* **Objective**:
Look below for the line with "Put a marker on each instance of the woman's hand". Extract that line and each one after it through the last, word for word.

======== Provided data ========

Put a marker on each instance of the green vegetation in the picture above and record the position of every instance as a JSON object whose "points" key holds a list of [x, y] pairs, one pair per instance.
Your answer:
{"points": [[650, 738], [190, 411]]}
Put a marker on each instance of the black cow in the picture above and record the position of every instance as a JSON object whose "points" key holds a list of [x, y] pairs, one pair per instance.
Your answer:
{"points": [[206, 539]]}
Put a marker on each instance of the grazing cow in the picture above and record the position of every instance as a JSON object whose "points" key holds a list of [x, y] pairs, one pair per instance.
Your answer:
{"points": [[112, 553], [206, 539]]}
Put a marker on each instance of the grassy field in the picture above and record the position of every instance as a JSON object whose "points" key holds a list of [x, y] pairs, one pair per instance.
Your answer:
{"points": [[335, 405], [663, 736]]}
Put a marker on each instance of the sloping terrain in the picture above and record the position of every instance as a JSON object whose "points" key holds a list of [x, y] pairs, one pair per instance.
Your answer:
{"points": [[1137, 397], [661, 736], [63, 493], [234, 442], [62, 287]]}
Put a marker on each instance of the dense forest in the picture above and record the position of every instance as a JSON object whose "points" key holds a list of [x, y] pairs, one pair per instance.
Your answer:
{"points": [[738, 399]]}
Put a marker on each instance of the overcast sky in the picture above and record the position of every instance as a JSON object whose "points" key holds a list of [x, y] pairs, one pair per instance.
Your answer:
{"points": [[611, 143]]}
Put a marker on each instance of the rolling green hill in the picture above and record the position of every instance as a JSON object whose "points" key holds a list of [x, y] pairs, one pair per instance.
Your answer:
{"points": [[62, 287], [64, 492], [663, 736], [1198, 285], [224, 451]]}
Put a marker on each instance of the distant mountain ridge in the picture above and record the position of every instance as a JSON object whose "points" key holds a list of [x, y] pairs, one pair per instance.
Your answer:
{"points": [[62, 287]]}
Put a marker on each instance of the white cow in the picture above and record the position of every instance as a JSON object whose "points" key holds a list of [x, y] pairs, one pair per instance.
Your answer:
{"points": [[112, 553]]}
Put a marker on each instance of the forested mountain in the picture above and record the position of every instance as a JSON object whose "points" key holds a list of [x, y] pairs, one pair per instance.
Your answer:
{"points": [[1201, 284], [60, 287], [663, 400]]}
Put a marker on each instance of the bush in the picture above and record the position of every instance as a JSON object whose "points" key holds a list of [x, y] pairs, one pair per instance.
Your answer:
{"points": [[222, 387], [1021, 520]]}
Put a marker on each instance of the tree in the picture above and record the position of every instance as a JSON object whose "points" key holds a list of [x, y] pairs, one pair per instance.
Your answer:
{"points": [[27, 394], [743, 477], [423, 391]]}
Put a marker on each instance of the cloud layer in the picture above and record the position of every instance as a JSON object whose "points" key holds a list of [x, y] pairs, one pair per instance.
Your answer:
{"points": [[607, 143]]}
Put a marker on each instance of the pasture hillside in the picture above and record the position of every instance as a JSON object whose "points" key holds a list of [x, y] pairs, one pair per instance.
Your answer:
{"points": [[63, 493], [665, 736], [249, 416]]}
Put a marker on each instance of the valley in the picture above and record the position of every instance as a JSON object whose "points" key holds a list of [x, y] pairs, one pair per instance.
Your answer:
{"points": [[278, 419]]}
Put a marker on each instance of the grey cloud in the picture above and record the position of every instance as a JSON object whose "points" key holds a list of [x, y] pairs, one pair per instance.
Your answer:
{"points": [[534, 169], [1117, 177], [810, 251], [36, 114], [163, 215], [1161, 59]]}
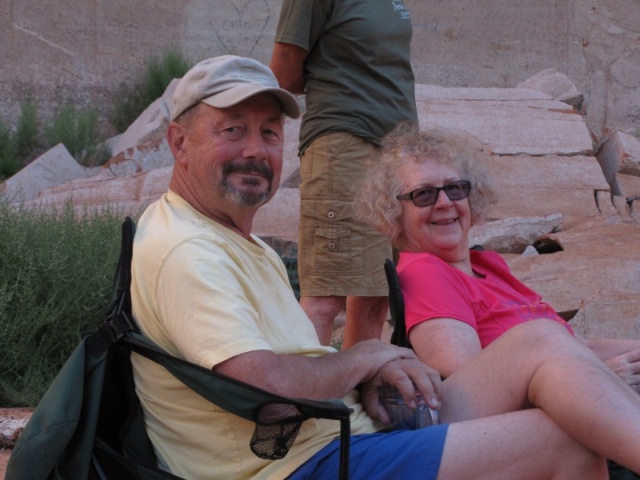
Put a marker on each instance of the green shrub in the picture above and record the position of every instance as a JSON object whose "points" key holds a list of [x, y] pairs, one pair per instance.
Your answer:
{"points": [[16, 147], [56, 272], [159, 73], [9, 163], [26, 137], [79, 131]]}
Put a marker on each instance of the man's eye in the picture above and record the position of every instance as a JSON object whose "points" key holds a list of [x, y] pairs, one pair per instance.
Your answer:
{"points": [[424, 192]]}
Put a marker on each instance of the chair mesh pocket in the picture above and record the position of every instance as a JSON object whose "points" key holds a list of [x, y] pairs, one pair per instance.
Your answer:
{"points": [[277, 425]]}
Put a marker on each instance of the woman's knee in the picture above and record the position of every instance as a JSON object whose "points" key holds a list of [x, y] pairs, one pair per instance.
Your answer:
{"points": [[536, 334]]}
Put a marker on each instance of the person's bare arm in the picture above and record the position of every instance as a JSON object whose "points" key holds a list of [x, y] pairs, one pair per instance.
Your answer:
{"points": [[332, 375], [620, 355], [444, 343], [287, 64]]}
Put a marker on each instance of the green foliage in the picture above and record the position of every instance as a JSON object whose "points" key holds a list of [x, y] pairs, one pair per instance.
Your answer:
{"points": [[9, 163], [16, 147], [26, 137], [161, 72], [158, 75], [56, 273], [79, 131], [291, 263]]}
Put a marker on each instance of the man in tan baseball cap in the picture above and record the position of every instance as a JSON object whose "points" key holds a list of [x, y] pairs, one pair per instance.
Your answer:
{"points": [[227, 80]]}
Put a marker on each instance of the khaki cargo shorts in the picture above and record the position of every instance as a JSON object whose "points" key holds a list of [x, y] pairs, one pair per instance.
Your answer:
{"points": [[337, 256]]}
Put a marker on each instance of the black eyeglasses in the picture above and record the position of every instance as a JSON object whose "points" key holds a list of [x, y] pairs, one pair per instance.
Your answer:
{"points": [[426, 196]]}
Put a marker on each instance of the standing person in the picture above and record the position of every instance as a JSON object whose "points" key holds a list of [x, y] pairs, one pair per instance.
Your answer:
{"points": [[207, 290], [352, 60]]}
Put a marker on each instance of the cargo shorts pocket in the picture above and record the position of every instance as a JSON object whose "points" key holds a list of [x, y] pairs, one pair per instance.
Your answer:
{"points": [[330, 243]]}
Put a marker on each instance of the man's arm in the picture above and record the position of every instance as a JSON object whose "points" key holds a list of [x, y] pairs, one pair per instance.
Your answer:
{"points": [[333, 375], [287, 64]]}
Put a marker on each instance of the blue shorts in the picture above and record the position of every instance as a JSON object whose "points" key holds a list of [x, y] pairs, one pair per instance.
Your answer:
{"points": [[384, 456]]}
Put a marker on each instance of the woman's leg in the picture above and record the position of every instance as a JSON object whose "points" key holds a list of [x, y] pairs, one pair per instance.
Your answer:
{"points": [[523, 445], [539, 364]]}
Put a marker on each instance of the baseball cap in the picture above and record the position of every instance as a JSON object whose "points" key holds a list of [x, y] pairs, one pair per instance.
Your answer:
{"points": [[226, 81]]}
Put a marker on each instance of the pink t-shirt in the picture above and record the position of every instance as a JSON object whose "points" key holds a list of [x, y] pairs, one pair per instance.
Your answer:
{"points": [[491, 303]]}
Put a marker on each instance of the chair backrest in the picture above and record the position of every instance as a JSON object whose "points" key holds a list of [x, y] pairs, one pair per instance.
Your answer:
{"points": [[90, 423], [396, 306]]}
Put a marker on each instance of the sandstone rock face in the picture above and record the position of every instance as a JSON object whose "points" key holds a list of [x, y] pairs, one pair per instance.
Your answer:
{"points": [[556, 220], [86, 51]]}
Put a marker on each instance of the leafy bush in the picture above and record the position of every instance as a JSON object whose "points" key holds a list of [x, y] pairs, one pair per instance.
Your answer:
{"points": [[79, 131], [158, 75], [56, 272], [16, 147]]}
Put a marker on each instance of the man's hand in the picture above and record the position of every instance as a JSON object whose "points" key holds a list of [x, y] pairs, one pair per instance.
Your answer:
{"points": [[407, 375], [627, 366]]}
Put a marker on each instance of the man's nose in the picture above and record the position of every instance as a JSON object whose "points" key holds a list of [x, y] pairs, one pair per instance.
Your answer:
{"points": [[255, 146]]}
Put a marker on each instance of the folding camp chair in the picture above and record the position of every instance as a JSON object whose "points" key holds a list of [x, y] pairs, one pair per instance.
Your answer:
{"points": [[90, 425]]}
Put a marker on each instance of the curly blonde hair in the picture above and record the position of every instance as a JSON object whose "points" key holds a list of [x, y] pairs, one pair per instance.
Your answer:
{"points": [[376, 202]]}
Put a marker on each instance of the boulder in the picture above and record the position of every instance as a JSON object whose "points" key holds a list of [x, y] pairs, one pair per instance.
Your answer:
{"points": [[53, 168], [556, 85]]}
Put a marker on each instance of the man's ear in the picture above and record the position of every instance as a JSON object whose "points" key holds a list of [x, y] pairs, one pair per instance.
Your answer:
{"points": [[176, 137]]}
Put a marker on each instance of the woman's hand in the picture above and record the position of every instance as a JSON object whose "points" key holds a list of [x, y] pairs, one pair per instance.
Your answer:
{"points": [[627, 366], [407, 375]]}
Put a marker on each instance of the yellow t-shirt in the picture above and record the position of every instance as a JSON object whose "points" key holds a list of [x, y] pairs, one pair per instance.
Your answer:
{"points": [[206, 294]]}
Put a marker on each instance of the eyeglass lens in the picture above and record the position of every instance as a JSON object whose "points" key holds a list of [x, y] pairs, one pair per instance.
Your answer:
{"points": [[423, 197]]}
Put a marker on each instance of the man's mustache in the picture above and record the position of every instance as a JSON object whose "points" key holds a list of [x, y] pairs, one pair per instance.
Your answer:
{"points": [[249, 167]]}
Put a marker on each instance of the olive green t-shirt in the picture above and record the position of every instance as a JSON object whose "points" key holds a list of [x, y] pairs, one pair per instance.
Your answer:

========

* **Solution**:
Put a marker on each instance of the woman's hand in the picture above and record the position of every instance as a JSON object whose "points" key holds a list of [x, y] pairs, one pair per instance.
Your answer:
{"points": [[627, 366], [407, 375]]}
Put a marker on each instance of the yellow t-shirt in the picture above and record the position of every instance as a JSON object whose "points" key holds a list of [x, y] pairs, one pair per instance.
Your answer:
{"points": [[206, 294]]}
Put a marker on each instance of the eyeglass lens in the picture above and record the position of every instance as a JSON object whose "points" key holds a list of [x, y] pairs, one pair per instance.
Your answer:
{"points": [[423, 197]]}
Put a marker on each instance of the man's mustache in the picture above and record the position of every instance as a JSON object whose "points" key holds a list of [x, y] pairs, one pair per instance.
Your answer:
{"points": [[249, 167]]}
Put a marker on each instance of the olive green t-shirt in the picture above and record the position of every instance as a JSON object whose "points" key holds a list of [x, y] pairs, one pair per instance.
Your answer:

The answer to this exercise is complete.